▶ [PROVIDED PASSAGE]:
※ ※ ※

# Large, seemingly painful bean help?



## MHFoundation Quarters (Feb 23, 2011)

If the owner is okay with you having other barn hands help you, I would definitely try. Leaving it could create problems for him if it hasn't already. If it really came down to it you can have a helper hold up a hind leg so he can't kick.
_Posted via Mobile Device_


----------



## candandy49 (Jan 16, 2011)

That bean has got to be removed!! If it hasn't already done damage to his penis or urinary tract it very well could. Rather than giving him Bute twitching him would be a better option. The poor fellow is experiencing some pain from the bean, thus the kicking out.


----------



## Alwaysbehind (Jul 10, 2009)

I am not sure you can not legally call the vet and have him treated.

You can not call the vet and obligate someone else to a vet bill, correct.

But I do not see why you can not have the vet out to remove this bean at your expense.


----------



## caleybooth (Mar 11, 2011)

When we clean sheaths and remove beans, we always give our boys 2-3 cc's of ACE. It calms them down and relaxes them so they aren't scared. After a few times of doing that, we are able to clean them without using it. But the first few times we do. It just minimizes the risk of us getting hurt and the horse being uncomfortable.


----------



## Onthespot (Jul 31, 2011)

※ ※ ※

▶ [TASK PROMPT]: Update the part of the bean thread that opens with "## candandy49 (Jan" and closes with "the kicking out.": give it again with "fellow" replaced by "horse".

※ ※ ※

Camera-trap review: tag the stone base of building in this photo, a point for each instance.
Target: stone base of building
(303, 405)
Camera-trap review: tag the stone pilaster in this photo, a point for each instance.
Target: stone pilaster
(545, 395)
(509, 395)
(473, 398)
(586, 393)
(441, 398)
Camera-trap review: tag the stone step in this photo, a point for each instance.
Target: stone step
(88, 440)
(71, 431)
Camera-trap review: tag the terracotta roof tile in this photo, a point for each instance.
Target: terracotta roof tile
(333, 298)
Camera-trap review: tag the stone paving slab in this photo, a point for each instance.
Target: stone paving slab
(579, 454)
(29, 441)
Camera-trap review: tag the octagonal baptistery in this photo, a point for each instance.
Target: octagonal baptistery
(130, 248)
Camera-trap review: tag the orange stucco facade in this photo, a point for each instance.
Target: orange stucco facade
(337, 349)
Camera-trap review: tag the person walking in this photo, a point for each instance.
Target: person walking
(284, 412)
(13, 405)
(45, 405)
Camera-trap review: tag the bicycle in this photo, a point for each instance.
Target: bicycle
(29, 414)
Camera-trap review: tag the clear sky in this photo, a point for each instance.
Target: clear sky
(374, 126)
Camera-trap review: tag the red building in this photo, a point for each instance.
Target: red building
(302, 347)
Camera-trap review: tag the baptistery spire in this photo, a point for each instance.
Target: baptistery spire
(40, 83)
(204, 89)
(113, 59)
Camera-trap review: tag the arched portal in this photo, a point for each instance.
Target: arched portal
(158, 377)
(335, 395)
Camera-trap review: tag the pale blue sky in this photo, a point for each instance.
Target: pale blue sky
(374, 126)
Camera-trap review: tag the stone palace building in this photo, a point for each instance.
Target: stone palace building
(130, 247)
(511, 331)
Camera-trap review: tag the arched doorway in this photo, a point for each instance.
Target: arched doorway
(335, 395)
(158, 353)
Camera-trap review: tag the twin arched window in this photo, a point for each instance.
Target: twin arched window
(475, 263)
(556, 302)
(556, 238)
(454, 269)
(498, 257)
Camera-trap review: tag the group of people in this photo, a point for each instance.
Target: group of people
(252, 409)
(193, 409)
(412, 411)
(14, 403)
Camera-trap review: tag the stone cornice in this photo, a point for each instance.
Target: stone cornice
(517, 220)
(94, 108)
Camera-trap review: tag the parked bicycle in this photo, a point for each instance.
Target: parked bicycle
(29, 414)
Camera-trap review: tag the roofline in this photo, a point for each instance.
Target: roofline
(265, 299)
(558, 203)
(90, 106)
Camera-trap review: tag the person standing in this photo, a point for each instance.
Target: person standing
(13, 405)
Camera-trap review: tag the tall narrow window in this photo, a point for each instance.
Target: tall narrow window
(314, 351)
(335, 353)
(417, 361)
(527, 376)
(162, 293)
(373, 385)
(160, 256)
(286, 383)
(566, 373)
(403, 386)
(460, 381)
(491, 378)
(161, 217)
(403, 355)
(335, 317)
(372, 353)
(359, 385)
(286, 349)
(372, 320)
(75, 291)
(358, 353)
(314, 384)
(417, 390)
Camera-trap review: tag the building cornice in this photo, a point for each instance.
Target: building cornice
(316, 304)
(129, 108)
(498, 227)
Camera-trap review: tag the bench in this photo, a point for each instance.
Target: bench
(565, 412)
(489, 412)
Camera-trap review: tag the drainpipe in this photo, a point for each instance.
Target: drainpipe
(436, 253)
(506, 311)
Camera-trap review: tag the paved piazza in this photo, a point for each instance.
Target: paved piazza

※ ※ ※

▶ [RESPONSE TO THE EXERCISE]:
## candandy49 (Jan 16, 2011)

That bean has got to be removed!! If it hasn't already done damage to his penis or urinary tract it very well could. Rather than giving him Bute twitching him would be a better option. The poor horse is experiencing some pain from the bean, thus the kicking out.